===== Record set =====

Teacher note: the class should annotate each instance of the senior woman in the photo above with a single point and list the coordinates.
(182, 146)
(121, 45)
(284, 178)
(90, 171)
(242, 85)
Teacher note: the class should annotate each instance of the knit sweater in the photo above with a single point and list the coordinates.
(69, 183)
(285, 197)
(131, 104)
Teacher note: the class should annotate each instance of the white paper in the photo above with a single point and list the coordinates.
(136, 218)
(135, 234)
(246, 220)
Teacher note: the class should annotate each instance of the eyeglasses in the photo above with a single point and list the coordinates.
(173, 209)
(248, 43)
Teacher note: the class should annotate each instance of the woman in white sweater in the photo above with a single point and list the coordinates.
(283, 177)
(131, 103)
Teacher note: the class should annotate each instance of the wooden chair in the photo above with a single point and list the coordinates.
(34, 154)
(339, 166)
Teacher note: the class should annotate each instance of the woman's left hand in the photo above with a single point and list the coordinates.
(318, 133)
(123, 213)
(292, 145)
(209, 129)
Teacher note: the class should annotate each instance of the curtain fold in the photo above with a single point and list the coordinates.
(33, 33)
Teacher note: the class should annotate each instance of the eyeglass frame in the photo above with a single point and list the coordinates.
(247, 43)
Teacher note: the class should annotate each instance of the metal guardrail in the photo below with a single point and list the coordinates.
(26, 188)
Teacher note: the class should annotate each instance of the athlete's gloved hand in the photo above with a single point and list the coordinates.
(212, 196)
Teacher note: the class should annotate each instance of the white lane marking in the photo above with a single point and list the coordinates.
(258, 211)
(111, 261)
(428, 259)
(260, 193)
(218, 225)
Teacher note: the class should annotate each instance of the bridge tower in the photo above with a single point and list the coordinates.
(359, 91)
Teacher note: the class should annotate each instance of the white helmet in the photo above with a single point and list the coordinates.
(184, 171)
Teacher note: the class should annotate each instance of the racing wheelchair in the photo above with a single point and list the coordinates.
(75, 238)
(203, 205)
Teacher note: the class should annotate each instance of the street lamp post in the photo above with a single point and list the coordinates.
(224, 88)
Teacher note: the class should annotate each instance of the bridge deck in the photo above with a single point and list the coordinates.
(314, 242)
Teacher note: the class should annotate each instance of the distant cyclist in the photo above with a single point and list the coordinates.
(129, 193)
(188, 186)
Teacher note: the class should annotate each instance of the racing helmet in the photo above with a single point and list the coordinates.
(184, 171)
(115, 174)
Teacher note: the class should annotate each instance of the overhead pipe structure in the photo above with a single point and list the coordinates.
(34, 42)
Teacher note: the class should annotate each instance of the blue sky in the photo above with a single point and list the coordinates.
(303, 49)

=====

### Aim
Present all of the records above as a Markdown table with two columns, Row and Entry, numbering each line in order and leaving out any blank lines.

### Solution
| Row | Entry |
|---|---|
| 1 | Teacher note: the class should annotate each instance of the senior woman in the photo above with a single point and list the coordinates. |
| 2 | (182, 146) |
| 3 | (121, 45) |
| 4 | (284, 178) |
| 5 | (90, 171) |
| 6 | (242, 85) |
| 7 | Teacher note: the class should annotate each instance of the knit sweater in the photo above with a single point and list the coordinates. |
| 8 | (69, 183) |
| 9 | (285, 197) |
| 10 | (131, 104) |
| 11 | Teacher note: the class should annotate each instance of the white paper in the photo above with a single point and list the coordinates. |
| 12 | (136, 218) |
| 13 | (135, 234) |
| 14 | (246, 220) |
| 15 | Teacher note: the class should annotate each instance of the eyeglasses in the photo above with a single point and list the coordinates. |
| 16 | (173, 209) |
| 17 | (248, 43) |
| 18 | Teacher note: the class should annotate each instance of the woman in white sweater in the photo above with a single point and list the coordinates. |
| 19 | (283, 177) |
| 20 | (131, 103) |
| 21 | Teacher note: the class should annotate each instance of the wooden chair in the photo above with a single point and list the coordinates. |
| 22 | (34, 154) |
| 23 | (339, 166) |
| 24 | Teacher note: the class should annotate each instance of the woman's left hand in the photo above with a single point and list the coordinates. |
| 25 | (318, 133) |
| 26 | (123, 213) |
| 27 | (292, 145) |
| 28 | (209, 129) |
| 29 | Teacher note: the class should annotate each instance of the curtain fold in the photo above with a single point and list the coordinates. |
| 30 | (33, 33) |
| 31 | Teacher note: the class should annotate each instance of the eyeglass frame in the photo above with a single point and list the coordinates. |
| 32 | (247, 43) |
| 33 | Teacher note: the class should annotate each instance of the metal guardrail in the photo below with a single point and list the coordinates. |
| 34 | (26, 188) |
| 35 | Teacher note: the class should annotate each instance of the athlete's gloved hand in the photo above with a single point and list the coordinates. |
| 36 | (212, 196) |
| 37 | Teacher note: the class should annotate each instance of the white lane marking in the photo above with a single point and list the coordinates. |
| 38 | (258, 211) |
| 39 | (111, 261) |
| 40 | (428, 259) |
| 41 | (260, 193) |
| 42 | (218, 225) |
| 43 | Teacher note: the class should annotate each instance of the bridge tower in the photo above with a single point and list the coordinates. |
| 44 | (359, 91) |
| 45 | Teacher note: the class should annotate each instance of the white helmet in the photo above with a single point and list the coordinates. |
| 46 | (184, 171) |
| 47 | Teacher note: the class should annotate each instance of the racing wheelchair in the photo above with a single point and list the coordinates. |
| 48 | (75, 238) |
| 49 | (203, 205) |
| 50 | Teacher note: the class should annotate each instance of the street lamp post in the photo above with a single point and list the coordinates. |
| 51 | (224, 88) |
| 52 | Teacher note: the class should annotate each instance of the bridge deck in the photo above with a single point and list the coordinates. |
| 53 | (314, 242) |
| 54 | Teacher note: the class should annotate each instance of the distant cyclist in the photo above with a single point and list the coordinates. |
| 55 | (129, 193) |
| 56 | (188, 186) |
| 57 | Teacher note: the class should annotate each instance of the racing helmet in the photo above with a single point and list the coordinates. |
| 58 | (184, 171) |
| 59 | (115, 174) |
| 60 | Teacher note: the class should annotate each instance of the overhead pipe structure in the photo above with a single point and list the coordinates. |
| 61 | (34, 42) |
| 62 | Teacher note: the class should annotate each instance of the blue sky in the photo above with a single point and list the coordinates. |
| 63 | (303, 49) |